» Given text
◇ ◇ ◇ ◇ ◇
As well as being fearful of the security implications of allowing in millions of people whose identities, beliefs and intentions are unknown and — in such large numbers — unknowable, many Europeans are deeply concerned that this movement heralds an irreversible alteration in the fabric of their society. Many Europeans do not want to become a melting pot for the Middle East and Africa, but want to retain something of their own identities and traditions. Apparently, it is not just a minority who feel concern about this. Poll after poll shows a significant majority of the public in each and every European country opposed to immigration at anything like the current rate.

The sinister thing about what Facebook is doing is that it is now removing speech that presumably almost everybody might consider racist — along with speech that only someone at Facebook decides is “racist.”

And it just so happens to turn out that, lo and behold, this idea of “racist” speech appears to include anything critical of the EU’s current catastrophic immigration policy.

By deciding that “xenophobic” comment in reaction to the crisis is also “racist,” Facebook has made the view of the majority of the European people (who, it must be stressed, are opposed to Chancellor Merkel’s policies) into “racist” views, and so is condemning the majority of Europeans as “racist.” This is a policy that will do its part in pushing Europe into a disastrous future.
◇ ◇ ◇ ◇ ◇
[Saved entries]
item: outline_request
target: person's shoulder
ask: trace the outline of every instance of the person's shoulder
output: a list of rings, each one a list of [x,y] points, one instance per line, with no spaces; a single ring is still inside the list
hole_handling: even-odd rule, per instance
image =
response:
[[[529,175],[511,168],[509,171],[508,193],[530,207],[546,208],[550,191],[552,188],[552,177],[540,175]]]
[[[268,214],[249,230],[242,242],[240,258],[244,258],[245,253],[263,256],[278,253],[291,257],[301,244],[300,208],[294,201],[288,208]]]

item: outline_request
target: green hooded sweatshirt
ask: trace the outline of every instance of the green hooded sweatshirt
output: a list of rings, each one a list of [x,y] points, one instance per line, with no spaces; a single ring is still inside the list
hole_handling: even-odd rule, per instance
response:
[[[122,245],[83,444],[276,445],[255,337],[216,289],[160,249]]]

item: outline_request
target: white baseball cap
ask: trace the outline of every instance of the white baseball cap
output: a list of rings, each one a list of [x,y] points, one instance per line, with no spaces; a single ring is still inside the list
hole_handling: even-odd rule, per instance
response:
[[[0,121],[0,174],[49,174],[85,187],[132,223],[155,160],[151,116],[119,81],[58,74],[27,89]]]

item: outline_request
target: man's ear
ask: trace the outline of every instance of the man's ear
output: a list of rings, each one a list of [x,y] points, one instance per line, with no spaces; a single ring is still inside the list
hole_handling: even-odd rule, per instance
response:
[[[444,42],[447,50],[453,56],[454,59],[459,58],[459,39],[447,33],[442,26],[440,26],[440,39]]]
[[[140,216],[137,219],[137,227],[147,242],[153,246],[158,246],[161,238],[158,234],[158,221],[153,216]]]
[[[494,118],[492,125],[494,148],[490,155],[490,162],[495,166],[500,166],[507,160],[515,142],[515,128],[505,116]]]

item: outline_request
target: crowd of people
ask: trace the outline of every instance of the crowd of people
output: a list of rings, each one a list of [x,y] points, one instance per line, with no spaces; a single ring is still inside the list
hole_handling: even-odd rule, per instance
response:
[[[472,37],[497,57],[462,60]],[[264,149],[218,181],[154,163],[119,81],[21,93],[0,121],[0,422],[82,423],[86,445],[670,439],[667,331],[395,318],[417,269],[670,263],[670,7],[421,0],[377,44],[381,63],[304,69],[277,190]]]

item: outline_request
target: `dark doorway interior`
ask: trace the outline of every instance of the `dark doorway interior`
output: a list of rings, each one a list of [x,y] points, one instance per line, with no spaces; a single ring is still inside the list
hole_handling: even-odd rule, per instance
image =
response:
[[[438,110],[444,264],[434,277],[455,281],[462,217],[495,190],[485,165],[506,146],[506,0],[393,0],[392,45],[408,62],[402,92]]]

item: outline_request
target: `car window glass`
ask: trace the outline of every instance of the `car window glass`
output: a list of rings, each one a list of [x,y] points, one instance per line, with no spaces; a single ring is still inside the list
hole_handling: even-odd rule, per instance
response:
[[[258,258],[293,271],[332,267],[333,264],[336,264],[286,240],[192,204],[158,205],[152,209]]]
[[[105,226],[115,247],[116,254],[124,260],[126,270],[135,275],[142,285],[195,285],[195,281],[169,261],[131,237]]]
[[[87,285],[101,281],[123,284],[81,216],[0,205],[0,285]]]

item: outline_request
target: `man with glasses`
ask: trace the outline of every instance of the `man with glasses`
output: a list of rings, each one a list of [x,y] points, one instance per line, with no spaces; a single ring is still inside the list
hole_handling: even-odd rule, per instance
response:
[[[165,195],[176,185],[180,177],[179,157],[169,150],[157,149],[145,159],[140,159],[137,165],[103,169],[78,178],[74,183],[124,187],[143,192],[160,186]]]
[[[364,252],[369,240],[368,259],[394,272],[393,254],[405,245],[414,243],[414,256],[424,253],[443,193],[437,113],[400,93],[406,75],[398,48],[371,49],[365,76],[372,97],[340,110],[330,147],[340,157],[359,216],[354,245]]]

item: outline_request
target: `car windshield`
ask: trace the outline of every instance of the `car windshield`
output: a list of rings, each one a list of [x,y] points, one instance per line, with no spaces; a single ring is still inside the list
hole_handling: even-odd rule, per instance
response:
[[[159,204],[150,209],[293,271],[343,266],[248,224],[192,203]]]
◇ ◇ ◇ ◇ ◇
» What this exercise asks
1 – For each statement below, state whether it agrees with the passage on Facebook and European immigration, answering yes or no and quoting the words of the passage that decide it. (a) Polls show a significant majority in every European country opposed to immigration at the current rate. (b) Facebook removes only speech that almost everybody would consider racist. (c) Most Europeans support Chancellor Merkel's policies.
2 – Carry on the passage on Facebook and European immigration from its final sentence.

» Task-by-task outputs
1 –
(a) Yes: "Poll after poll shows a significant majority of the public in each and every European country opposed to immigration at anything like the current rate."
(b) No: "along with speech that only someone at Facebook decides is “racist.”"
(c) No: "who, it must be stressed, are opposed to Chancellor Merkel’s policies"

2 –
Because even if some of the speech Facebook is so scared of is in some way “xenophobic,” there are deep questions as to why such speech should be banned. In lieu of violence, speech is one of the best ways for people to vent their feelings and frustrations. Remove the right to speak about your frustrations, and only violence is left. Weimar Germany — to give just one example — was replete with hate-speech laws intended to limit speech the state did not like. These laws did nothing whatsoever to limit the rise of extremism; it only made martyrs out of those it pursued, and persuaded an even larger number of people that the time for talking was over.

The sinister reality of a society in which the expression of majority opinion is being turned into a crime has already been seen across Europe. Just last week, reports from the Netherlands told of Dutch citizens being visited by the police and warned about posting anti-mass-immigration sentiments on Twitter and other social media.

In this toxic mix, Facebook has now — knowingly or unknowingly — played its part. The lid is being put on the pressure cooker at precisely the moment that the heat is being turned up. A true “initiative for civil courage” would explain to both Merkel and Zuckerberg that their policy can have only one possible result.